→ **Provided entries**:
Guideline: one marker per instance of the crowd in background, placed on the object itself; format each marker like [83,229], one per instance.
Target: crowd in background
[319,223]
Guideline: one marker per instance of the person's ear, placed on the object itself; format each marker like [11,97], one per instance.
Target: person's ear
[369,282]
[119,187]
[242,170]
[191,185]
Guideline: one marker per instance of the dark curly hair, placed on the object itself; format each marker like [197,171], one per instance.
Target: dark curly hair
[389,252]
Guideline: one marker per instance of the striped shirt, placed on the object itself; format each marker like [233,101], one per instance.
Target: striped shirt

→ **Stated exercise**: Copy the records above word for word, from the line containing "Guideline: one marker per instance of the striped" through the end of the records, including both ends.

→ **Result of this exercise**:
Guideline: one marker per instance of the striped shirt, placed on the object itself; format each marker like [233,101], one per instance.
Target: striped shirt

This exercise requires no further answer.